Records from a dataset:
## Start
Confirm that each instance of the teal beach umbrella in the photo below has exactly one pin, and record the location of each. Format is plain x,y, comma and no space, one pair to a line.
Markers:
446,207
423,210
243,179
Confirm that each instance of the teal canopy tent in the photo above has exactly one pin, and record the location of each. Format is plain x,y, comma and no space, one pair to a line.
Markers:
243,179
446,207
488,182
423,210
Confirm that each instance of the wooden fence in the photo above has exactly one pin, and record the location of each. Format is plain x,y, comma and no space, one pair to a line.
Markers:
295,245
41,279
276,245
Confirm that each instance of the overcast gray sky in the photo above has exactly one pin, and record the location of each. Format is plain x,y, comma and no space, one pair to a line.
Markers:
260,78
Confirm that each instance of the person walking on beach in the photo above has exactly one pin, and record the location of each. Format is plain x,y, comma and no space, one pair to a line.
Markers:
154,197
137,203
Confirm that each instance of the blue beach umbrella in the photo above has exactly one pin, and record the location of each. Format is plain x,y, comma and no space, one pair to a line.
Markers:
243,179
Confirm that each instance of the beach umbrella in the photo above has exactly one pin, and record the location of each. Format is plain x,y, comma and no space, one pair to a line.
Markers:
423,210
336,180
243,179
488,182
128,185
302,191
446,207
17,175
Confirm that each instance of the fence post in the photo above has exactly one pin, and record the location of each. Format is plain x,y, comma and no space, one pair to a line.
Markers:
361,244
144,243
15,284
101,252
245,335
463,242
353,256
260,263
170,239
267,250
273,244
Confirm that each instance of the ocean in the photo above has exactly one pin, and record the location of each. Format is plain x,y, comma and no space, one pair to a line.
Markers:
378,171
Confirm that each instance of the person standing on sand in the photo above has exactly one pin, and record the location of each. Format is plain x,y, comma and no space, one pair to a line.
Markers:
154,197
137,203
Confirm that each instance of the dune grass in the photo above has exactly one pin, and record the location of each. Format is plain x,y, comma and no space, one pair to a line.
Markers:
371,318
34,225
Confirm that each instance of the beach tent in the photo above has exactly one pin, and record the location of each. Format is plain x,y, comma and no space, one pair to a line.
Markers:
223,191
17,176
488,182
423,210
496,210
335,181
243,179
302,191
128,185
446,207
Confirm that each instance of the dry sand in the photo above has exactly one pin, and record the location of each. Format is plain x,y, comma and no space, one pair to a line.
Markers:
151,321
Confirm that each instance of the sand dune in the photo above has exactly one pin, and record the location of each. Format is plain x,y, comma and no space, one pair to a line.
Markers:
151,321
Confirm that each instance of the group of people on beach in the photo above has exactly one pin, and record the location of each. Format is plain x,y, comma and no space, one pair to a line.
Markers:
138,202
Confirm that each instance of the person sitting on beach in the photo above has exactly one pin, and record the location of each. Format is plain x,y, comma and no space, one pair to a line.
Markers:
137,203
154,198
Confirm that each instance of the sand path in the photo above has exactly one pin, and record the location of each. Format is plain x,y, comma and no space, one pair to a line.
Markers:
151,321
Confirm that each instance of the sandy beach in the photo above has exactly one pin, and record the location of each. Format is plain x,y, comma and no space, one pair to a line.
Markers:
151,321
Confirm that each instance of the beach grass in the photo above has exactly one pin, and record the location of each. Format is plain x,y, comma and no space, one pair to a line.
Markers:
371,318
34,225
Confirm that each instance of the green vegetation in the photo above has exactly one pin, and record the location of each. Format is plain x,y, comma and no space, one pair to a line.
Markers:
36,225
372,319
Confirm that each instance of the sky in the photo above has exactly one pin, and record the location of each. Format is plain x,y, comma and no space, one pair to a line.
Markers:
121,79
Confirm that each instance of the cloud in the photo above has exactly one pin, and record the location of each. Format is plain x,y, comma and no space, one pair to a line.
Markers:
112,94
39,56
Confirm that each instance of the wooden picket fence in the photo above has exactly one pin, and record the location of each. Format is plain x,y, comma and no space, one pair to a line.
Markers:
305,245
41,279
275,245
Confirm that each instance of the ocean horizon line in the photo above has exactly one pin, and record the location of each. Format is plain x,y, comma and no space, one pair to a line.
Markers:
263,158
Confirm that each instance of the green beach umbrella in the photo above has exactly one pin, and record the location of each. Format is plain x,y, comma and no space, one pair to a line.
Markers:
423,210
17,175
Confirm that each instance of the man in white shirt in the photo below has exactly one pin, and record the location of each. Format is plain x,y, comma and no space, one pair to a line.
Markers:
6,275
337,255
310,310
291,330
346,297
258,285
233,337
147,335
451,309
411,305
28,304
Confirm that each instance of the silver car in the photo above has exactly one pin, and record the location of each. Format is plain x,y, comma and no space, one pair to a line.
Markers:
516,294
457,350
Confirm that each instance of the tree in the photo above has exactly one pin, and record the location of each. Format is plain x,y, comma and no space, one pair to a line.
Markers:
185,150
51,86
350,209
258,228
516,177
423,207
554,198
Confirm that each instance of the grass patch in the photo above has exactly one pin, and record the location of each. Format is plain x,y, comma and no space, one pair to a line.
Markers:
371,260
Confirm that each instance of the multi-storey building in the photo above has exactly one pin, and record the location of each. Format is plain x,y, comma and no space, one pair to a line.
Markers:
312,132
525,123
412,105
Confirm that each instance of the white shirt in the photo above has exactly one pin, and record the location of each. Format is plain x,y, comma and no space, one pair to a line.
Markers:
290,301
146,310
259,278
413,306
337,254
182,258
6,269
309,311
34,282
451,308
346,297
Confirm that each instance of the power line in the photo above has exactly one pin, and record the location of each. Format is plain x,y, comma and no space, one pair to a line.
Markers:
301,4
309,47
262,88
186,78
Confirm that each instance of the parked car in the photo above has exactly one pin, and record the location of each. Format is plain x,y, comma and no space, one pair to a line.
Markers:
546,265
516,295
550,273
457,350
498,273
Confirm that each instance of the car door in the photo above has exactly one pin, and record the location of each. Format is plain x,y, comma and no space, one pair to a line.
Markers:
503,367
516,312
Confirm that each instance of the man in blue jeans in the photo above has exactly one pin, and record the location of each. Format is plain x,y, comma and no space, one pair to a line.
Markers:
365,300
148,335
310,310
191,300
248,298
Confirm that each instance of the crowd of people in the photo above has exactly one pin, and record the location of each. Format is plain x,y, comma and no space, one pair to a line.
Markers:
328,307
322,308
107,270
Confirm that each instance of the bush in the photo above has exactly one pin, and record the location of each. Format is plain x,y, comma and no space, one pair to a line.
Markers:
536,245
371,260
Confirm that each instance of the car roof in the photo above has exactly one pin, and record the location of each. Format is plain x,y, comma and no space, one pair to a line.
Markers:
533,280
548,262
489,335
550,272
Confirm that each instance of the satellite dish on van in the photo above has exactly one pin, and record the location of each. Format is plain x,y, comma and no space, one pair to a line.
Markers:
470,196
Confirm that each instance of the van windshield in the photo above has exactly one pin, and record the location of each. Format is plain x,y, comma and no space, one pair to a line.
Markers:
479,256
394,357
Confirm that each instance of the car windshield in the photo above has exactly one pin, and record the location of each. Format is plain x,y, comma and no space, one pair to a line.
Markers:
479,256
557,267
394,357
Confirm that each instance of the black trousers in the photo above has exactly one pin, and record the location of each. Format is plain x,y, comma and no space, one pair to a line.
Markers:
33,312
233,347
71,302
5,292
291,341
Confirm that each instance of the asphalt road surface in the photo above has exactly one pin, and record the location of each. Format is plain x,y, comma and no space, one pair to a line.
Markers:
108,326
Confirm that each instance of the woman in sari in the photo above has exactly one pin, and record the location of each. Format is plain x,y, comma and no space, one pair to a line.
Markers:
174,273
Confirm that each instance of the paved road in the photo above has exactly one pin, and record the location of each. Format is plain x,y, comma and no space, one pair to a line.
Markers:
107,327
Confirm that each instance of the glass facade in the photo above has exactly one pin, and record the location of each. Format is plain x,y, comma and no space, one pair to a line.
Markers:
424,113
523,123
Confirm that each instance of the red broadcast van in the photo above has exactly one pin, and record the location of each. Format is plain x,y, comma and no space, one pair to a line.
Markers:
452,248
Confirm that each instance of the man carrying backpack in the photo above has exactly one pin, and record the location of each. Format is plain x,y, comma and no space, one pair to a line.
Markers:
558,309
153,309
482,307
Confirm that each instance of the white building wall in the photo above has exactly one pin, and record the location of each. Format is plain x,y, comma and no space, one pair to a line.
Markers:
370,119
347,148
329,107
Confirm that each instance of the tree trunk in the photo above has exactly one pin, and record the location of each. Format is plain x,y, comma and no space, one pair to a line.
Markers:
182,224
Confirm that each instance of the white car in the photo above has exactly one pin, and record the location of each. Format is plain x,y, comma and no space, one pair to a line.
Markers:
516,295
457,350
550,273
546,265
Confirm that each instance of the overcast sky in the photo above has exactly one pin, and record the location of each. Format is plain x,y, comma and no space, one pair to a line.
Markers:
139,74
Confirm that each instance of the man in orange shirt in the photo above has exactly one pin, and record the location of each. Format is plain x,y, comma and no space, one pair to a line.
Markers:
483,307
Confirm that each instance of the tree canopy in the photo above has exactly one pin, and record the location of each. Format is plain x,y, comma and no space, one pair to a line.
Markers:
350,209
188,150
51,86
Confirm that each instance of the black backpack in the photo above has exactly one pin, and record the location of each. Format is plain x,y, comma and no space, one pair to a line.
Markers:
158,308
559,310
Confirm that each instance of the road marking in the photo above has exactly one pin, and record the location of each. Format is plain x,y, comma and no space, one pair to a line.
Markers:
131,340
## End
> **AIM OF THE TASK**
Output the lines from the line containing "Confirm that each instance of the glass" to the end, both included; add nothing.

> **TASK RESPONSE**
Confirm that each instance of the glass facade in the photo above has exactly one pin, and record the location of each. Format is plain x,y, comma and no space, one pair to a line.
Markers:
424,113
523,123
Confirm that each instance of the red broadcast van in the photo above has exactly one pin, and record the location of each. Format is plain x,y, comma and no space, one pair to a line.
Markers:
452,248
Confirm that each instance of the man carrying backpack in the photo above has exactly one pin, and record the location of each. Format is plain x,y, comma and no space, one pair to a line.
Markers:
558,309
153,309
482,307
Confirm that each instance of the white building wall in the photo above has exactly one pin, and record the location of each. Format is plain x,y, comma and no space, one pair to a line.
Markers:
370,119
347,148
329,107
Confirm that each instance of the tree trunk in the photo above has exactly one pin, and record the location of each. Format is plain x,y, comma and no space, one pair to a line.
Markers:
182,224
Confirm that each instance of the white car in the photo above has exactly one pin, and record the location of each. Format is plain x,y, comma and no space, one pair to a line.
Markers:
516,295
457,350
550,273
546,265
Confirm that each instance of the overcast sky in the photo above has exactly one pin, and record the location of each. Format is plain x,y, comma and no space, one pair to a line.
Markers:
139,74
Confirm that each instance of the man in orange shirt in the photo above has exactly one pin, and record the location of each. Format is plain x,y, comma and no space, one pair to a line.
Markers:
483,307
Confirm that each instance of the tree canopy in the photo above has exactly one pin, and record the location of each. Format is plain x,y, comma and no space, one pair to a line.
Markers:
350,209
188,150
51,86
Confirm that each instance of the black backpack in the photo above has exactly one pin, and record the location of each. Format is plain x,y, comma and no space, one pair to a line.
Markers:
158,308
559,310
Confirm that each instance of the road marking in the photo above has exactly one pin, and record the location of each. Format is plain x,y, comma and no space, one pair to a line.
Markers:
131,340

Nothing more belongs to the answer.